### What needs to be done
Write out the data again, from its start through the line with "MULTIPOLYGON (((33 8, 20", both included, leaving the pictures out. Keep every request line, but scale each vertex coordinate in the answers by 2.3 and round to whole numbers, rounding halves up.

[Saved entries]
■ ■ ■ ■ ■ ■ ■

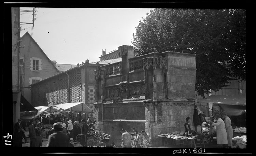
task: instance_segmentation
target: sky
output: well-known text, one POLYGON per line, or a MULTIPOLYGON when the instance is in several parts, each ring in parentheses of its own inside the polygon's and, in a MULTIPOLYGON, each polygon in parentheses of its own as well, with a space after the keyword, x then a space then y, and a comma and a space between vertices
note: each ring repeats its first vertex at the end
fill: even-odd
MULTIPOLYGON (((33 8, 20 8, 20 22, 32 22, 33 8)), ((133 46, 132 35, 150 8, 36 8, 34 25, 21 25, 51 60, 81 64, 99 61, 123 45, 133 46)))

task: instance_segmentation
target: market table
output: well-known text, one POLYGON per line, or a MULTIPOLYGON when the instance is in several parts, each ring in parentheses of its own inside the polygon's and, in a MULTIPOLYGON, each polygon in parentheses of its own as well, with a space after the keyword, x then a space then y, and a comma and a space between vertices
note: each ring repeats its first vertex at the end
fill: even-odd
POLYGON ((204 144, 204 138, 205 138, 205 137, 204 136, 194 136, 194 137, 187 137, 187 139, 182 139, 182 138, 184 138, 184 137, 182 136, 182 138, 177 138, 177 139, 174 139, 173 138, 172 138, 172 137, 167 137, 165 136, 163 136, 162 135, 158 135, 158 136, 160 137, 163 137, 163 138, 164 139, 164 146, 165 146, 166 144, 166 142, 167 143, 167 145, 168 147, 169 147, 169 145, 168 143, 168 142, 167 141, 167 139, 172 139, 171 140, 172 141, 172 142, 171 142, 171 144, 172 142, 173 142, 174 141, 174 144, 175 145, 176 145, 176 143, 175 143, 175 140, 182 140, 182 141, 191 141, 191 143, 190 143, 190 146, 191 148, 193 147, 193 145, 194 143, 194 146, 195 146, 195 148, 197 148, 197 147, 201 147, 201 146, 196 146, 196 141, 195 140, 197 140, 197 139, 200 139, 200 143, 201 142, 203 142, 203 147, 204 148, 205 148, 205 145, 204 144))

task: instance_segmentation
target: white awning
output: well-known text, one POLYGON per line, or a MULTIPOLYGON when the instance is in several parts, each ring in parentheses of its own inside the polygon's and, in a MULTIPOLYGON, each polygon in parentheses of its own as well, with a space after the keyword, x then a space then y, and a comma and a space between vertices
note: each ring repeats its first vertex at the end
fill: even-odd
POLYGON ((50 106, 39 106, 38 107, 35 107, 35 108, 38 111, 38 112, 37 112, 37 115, 35 116, 36 117, 39 116, 39 115, 46 111, 49 112, 55 112, 56 111, 58 111, 61 112, 67 112, 67 111, 57 109, 56 108, 50 106))
POLYGON ((72 102, 56 105, 54 105, 54 108, 82 113, 93 112, 91 109, 83 102, 72 102))

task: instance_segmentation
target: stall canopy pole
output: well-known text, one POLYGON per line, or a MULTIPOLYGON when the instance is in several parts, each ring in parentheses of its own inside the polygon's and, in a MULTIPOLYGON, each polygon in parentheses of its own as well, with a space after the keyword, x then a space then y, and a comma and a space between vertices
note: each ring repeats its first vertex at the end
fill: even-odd
POLYGON ((50 118, 49 118, 49 124, 51 124, 51 106, 50 106, 50 118))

■ ■ ■ ■ ■ ■ ■

### Answer to the exercise
task: instance_segmentation
target: sky
output: well-known text, one POLYGON per line, or a MULTIPOLYGON when the instance is in several parts, each ring in parentheses of its own inside the polygon's and, in a MULTIPOLYGON, each polygon in parentheses of its own as well, with a space after the keyword, x then a space then y, and a comma and a space between vertices
note: each ring repeats its first vertex at the end
fill: even-odd
MULTIPOLYGON (((76 18, 46 18, 46 51, 74 51, 76 18)), ((306 106, 304 81, 345 18, 83 18, 78 58, 48 58, 117 138, 186 147, 228 140, 283 104, 306 106)))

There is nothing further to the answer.